GIVEN INSTRUCTION 1: In the mailing list message on TLB flush barriers, why does on_each_cpu() provide a full smp_mb()?
GIVEN INSTRUCTION 2: Pick up the mailing list message on TLB flush barriers after its last line and continue it.

PASSAGE:
++++++++

Re: [RFC][PATCH 1/5] mm: Rework {set,clear,mm}_tlb_flush_pending()

From: Peter Zijlstra
Date: Tue Aug 01 2017 - 12:39:27 EST

On Tue, Aug 01, 2017 at 02:14:19PM +0200, Peter Zijlstra wrote:
> On Tue, Aug 01, 2017 at 10:02:45PM +1000, Benjamin Herrenschmidt wrote:
> > On Tue, 2017-08-01 at 11:31 +0100, Will Deacon wrote:
> > > Looks like that's what's currently relied upon:
> > >
> > > /* Clearing is done after a TLB flush, which also provides a barrier. */
> > >
> > > It also provides barrier semantics on arm/arm64. In reality, I suspect
> > > all archs have to provide some order between set_pte_at and flush_tlb_range
> > > which is sufficient to hold up clearing the flag. :/
> >
> > Hrm... not explicitely.
> >
> > Most archs (powerpc among them) have set_pte_at be just a dumb store,
> > so the only barrier it has is the surrounding PTL.
> >
> > Now flush_tlb_range() I assume has some internal strong barriers but
> > none of that is well defined or documented at all, so I suspect all
> > bets are off.
> Right.. but seeing how we're in fact relying on things here it might be
> time to go figure this out and document bits.
> *sigh*, I suppose its going to be me doing this.. :-)

So on the related question; does on_each_cpu() provide a full smp_mb(),
I think we can answer: yes.

on_each_cpu() does IPIs to all _other_ CPUs, and those IPIs are using
llist_add() which is cmpxchg() which implies smp_mb().

After that it runs the local function.

So we can see on_each_cpu() as doing a smp_mb() before running @func.

xtensa - it uses on_each_cpu() for TLB invalidates.

x86 - we use either on_each_cpu() (flush_tlb_all(),
flush_tlb_kernel_range()) or we use flush_tlb_mm_range() which does an
atomic_inc_return() at the very start. Not to mention that actually
flushing TLBs itself is a barrier. Arguably flush_tlb_mm_range() should
first do _others* and then self, because others will use
smp_call_function_many() and see above.

(TODO look into paravirt)

Tile - does mb() in flush_remote()

sparc32-smp !?

++++++++

EXCERPTED DATA:

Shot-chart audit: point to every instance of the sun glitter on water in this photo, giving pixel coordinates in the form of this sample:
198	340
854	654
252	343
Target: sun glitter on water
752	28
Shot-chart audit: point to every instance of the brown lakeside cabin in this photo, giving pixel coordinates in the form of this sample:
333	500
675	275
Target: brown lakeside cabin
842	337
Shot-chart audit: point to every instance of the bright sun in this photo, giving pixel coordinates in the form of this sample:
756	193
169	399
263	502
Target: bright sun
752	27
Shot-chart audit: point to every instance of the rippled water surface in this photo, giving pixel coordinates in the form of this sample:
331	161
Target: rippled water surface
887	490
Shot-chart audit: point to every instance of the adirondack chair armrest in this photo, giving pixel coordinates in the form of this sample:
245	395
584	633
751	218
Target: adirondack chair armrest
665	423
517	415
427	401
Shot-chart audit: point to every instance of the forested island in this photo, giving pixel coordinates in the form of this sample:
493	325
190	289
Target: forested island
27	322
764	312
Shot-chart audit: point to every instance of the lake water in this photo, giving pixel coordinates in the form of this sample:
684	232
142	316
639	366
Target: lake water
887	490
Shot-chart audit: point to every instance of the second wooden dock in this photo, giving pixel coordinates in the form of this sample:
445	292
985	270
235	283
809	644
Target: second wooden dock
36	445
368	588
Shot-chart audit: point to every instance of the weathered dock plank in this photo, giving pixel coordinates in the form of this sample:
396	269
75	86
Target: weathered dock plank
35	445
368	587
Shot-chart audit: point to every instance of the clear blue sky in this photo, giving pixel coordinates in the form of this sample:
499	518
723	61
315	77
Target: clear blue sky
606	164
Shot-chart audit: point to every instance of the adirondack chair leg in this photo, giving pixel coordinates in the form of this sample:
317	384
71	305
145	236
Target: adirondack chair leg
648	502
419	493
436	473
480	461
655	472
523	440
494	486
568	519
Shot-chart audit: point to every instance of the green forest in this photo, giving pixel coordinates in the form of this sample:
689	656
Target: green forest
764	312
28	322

++++++++

ANSWER 1: Its IPIs to the other CPUs use llist_add(), which is cmpxchg(), and cmpxchg() implies smp_mb().

ANSWER 2:
sparc64 -- nope, no-op functions, TLB flushes are contained inside the PTL.

sh - yes, per smp_call_function

s390 - has atomics when it flushes. ptep_modify_prot_start() can set
mm->flush_mm = 1, at which point flush_tlb_range() will actually do
something, in that case there will be a smp_mb as per the atomics.
Otherwise the TLB invalidate is contained inside the PTL.

powerpc - radix - PTESYNC
hash - flush inside PTL

parisc - has all PTE and TLB operations serialized using a global lock

nm10300 - *ugh* but yes, smp_call_function() for remote CPUs

mips - smp_call_function for remote CPUs

metag - mmio write

m32r - doesn't seem to have smp_mb()

ia64 - smp_call_function_*()

hexagon - HVM trap, no smp_mb()

blackfin - nommu

arm - dsb ish

arm64 - dsb ish

arc - no barrier

alpha - no barrier

Now the architectures that do not have a barrier, like alpha, arc,
metag, the PTL spin_unlock has a smp_mb, however I don't think that is
enough, because then the flush_tlb_range() might still be pending. That
said, these architectures probably don't have transparant huge pages so
it doesn't matter.

Still this is all rather unsatisfactory. Either we should define
flush_tlb*() to imply a barrier when its not a no-op (sparc64/ppc-hash)
or simply make clear_tlb_flush_pending() an smp_store_release().

I prefer the latter option.